▶ [EXERCISE BRIEF]: Pick out every line in the rows below that contains the word "need", and copy each one.

▶ [RECORD SET]:

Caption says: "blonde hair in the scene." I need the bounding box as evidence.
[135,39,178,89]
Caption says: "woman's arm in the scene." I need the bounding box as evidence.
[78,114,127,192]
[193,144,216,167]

▶ [OUTPUT FOR THIS TASK]:
Caption says: "blonde hair in the scene." I need the bounding box as evidence.
Caption says: "woman's arm in the scene." I need the bounding box as evidence.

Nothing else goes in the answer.